**TO DO**
Update the items below from their start through the line containing "xmin=261 ymin=0 xmax=400 ymax=138", replacing "laboratory shelf" with "storage shelf" and leaving everything else as it is. Return only those lines.

**PROVIDED ENTRIES**

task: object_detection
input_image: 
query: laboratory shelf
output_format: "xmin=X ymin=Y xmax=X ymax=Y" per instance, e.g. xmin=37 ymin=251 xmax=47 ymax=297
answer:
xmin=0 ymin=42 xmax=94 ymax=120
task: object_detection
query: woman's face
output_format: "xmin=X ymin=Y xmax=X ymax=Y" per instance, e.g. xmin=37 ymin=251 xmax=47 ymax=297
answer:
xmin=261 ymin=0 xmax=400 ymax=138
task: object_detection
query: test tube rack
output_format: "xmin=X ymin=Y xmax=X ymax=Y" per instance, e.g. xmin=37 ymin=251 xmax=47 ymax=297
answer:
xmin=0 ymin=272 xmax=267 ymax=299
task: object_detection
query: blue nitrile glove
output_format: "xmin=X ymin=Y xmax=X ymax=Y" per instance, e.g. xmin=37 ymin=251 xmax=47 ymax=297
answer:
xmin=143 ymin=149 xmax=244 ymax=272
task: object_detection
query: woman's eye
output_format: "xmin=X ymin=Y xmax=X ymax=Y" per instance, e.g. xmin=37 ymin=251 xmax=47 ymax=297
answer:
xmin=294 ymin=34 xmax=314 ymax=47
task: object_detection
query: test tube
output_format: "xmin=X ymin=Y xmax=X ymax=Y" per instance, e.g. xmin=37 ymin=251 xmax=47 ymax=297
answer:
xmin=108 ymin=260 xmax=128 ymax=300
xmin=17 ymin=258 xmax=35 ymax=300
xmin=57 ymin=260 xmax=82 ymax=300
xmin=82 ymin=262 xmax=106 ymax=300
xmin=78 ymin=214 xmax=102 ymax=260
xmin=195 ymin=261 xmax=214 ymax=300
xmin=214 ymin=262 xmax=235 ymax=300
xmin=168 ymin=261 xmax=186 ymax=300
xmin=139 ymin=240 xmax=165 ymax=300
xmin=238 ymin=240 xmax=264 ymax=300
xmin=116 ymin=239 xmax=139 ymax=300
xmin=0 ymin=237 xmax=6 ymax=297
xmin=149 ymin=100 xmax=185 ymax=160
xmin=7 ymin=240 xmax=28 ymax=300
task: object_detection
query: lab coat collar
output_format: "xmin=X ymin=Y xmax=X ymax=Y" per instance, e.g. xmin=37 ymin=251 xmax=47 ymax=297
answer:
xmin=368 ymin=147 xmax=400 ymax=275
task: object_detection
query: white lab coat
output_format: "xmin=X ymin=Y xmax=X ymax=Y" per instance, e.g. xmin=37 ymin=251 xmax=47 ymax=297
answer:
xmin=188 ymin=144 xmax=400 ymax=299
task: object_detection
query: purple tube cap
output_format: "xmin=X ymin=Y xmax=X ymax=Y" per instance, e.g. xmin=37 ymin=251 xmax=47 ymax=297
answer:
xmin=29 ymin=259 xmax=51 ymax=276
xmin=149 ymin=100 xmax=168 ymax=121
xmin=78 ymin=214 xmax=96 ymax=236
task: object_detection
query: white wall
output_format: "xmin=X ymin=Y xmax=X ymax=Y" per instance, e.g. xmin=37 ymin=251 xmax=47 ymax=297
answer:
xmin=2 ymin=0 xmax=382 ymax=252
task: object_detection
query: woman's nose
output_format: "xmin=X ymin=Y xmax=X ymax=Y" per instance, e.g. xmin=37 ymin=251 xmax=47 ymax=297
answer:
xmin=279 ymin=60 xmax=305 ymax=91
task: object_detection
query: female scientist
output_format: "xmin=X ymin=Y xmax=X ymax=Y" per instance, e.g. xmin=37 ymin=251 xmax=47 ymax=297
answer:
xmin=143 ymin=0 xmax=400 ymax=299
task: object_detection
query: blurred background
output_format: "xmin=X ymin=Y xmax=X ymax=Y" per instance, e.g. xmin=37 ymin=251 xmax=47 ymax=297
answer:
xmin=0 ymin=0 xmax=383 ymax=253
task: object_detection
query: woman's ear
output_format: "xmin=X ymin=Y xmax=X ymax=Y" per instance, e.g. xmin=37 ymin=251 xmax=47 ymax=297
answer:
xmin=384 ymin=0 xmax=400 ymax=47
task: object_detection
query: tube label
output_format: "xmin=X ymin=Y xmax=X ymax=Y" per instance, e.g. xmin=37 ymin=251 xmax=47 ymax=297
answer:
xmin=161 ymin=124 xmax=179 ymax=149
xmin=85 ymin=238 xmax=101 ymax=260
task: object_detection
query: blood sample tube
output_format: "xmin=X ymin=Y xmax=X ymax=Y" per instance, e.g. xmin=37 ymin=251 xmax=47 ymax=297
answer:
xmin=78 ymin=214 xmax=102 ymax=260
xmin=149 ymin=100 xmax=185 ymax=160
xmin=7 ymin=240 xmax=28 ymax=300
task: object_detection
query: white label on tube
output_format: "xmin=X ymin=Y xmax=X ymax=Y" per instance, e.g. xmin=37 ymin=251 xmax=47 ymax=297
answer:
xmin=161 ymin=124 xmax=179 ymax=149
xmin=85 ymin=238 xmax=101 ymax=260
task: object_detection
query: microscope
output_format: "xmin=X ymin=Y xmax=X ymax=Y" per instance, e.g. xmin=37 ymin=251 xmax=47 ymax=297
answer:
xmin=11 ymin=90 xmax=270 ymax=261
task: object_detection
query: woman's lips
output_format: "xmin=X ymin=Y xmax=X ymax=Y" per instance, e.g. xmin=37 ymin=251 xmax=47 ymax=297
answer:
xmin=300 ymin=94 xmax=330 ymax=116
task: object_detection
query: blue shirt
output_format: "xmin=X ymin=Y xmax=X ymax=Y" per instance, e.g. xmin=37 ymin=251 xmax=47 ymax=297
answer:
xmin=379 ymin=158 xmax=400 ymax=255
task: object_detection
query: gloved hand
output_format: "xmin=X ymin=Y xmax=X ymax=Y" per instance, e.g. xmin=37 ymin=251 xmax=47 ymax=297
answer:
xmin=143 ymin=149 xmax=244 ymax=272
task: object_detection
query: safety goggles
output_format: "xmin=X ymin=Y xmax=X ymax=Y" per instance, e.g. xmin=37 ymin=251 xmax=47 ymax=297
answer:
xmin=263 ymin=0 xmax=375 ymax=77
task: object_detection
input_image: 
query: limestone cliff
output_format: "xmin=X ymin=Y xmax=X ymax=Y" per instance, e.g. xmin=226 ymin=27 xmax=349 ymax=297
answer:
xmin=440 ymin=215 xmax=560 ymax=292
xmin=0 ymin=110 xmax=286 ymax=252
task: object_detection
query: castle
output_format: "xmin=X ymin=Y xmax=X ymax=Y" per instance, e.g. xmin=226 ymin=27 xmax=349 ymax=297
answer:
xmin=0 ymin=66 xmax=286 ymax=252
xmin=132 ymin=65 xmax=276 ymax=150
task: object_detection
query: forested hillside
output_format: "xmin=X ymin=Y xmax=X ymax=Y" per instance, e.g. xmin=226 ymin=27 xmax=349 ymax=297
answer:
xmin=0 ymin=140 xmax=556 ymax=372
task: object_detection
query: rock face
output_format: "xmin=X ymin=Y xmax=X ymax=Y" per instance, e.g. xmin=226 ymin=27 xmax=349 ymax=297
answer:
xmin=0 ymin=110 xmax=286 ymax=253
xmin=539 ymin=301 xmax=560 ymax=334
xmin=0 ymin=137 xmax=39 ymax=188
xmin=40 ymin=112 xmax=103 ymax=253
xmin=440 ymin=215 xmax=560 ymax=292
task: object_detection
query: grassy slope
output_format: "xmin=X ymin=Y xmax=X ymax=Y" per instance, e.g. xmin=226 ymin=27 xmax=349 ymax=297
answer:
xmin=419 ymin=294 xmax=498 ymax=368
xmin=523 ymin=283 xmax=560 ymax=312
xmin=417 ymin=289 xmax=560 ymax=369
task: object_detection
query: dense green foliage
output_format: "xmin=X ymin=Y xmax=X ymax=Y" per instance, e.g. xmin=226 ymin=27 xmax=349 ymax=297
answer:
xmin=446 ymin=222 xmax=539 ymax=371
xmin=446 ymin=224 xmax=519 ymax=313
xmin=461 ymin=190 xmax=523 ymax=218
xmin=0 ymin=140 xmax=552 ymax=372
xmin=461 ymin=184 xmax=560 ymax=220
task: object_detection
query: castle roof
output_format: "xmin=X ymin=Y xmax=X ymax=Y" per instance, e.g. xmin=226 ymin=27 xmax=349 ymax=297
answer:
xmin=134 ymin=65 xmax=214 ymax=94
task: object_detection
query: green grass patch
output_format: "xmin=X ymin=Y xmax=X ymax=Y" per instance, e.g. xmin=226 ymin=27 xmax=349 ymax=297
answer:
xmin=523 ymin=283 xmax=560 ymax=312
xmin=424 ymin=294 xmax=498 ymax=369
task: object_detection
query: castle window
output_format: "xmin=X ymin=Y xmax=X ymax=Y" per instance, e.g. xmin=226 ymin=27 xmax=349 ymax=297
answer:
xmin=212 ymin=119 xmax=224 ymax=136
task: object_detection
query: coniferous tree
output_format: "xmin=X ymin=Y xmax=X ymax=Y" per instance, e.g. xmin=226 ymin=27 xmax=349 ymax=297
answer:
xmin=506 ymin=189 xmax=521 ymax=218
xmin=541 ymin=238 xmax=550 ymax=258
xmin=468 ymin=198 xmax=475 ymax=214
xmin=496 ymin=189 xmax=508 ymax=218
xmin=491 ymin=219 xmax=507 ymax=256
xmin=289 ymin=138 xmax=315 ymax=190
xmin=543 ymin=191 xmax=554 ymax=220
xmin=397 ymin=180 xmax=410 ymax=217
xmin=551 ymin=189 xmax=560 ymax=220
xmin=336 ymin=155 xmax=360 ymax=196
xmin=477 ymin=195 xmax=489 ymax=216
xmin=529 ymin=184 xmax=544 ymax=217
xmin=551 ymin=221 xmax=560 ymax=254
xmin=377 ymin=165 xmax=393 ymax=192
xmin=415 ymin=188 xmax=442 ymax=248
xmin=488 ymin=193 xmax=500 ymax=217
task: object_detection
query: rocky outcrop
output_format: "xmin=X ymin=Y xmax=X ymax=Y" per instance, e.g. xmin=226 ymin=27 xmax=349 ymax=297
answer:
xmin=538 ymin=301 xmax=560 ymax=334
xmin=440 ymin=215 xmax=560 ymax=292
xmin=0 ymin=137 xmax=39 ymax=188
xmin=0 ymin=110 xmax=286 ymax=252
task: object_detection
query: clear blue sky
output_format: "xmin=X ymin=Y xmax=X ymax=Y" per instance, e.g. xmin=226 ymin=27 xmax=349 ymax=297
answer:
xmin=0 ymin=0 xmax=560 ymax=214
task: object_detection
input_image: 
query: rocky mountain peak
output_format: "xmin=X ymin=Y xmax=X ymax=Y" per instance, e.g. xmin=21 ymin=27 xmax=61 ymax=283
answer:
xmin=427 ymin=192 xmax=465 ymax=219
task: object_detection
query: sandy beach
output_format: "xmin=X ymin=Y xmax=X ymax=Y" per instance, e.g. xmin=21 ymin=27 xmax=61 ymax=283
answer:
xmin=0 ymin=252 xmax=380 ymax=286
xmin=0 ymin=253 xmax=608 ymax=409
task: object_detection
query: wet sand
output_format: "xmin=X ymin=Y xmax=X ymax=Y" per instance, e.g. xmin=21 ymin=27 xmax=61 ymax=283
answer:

**TASK RESULT**
task: object_detection
input_image: 
query: storage shelf
output_format: "xmin=X ymin=Y xmax=X ymax=Y" per instance, e.g. xmin=37 ymin=251 xmax=47 ymax=297
answer:
xmin=0 ymin=42 xmax=94 ymax=120
task: object_detection
query: woman's face
output_format: "xmin=X ymin=Y xmax=X ymax=Y" per instance, e.g. xmin=37 ymin=251 xmax=47 ymax=297
answer:
xmin=261 ymin=0 xmax=400 ymax=138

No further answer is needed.